Count the lines in the records below that contain the string "green", and give only that number.

[Source data]

################

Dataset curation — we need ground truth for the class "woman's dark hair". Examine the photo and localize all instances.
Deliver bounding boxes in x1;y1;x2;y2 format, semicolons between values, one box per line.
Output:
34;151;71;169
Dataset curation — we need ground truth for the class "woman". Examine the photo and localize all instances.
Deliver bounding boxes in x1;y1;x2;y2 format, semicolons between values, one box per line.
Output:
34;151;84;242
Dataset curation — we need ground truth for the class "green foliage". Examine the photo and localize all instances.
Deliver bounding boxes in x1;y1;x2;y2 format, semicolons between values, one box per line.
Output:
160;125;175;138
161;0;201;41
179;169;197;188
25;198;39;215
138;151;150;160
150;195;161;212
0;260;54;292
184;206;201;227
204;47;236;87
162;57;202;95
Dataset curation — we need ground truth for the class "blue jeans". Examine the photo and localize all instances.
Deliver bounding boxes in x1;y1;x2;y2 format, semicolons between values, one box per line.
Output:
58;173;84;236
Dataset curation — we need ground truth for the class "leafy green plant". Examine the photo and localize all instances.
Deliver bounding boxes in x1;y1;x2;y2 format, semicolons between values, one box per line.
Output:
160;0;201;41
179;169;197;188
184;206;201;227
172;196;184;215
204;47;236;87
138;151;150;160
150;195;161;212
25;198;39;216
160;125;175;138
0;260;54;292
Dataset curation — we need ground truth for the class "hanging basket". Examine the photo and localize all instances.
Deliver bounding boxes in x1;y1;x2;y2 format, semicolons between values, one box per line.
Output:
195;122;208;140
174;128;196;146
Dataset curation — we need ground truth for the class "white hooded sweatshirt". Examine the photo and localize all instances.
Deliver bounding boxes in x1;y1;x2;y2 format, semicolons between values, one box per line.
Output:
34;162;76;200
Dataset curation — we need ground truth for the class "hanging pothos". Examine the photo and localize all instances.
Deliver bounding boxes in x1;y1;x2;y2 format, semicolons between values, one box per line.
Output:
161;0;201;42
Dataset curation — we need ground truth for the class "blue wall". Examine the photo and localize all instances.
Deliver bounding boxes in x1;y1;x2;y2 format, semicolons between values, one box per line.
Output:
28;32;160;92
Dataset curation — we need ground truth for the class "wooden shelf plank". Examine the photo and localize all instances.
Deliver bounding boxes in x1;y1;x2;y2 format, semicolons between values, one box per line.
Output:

################

[Solved exercise]
2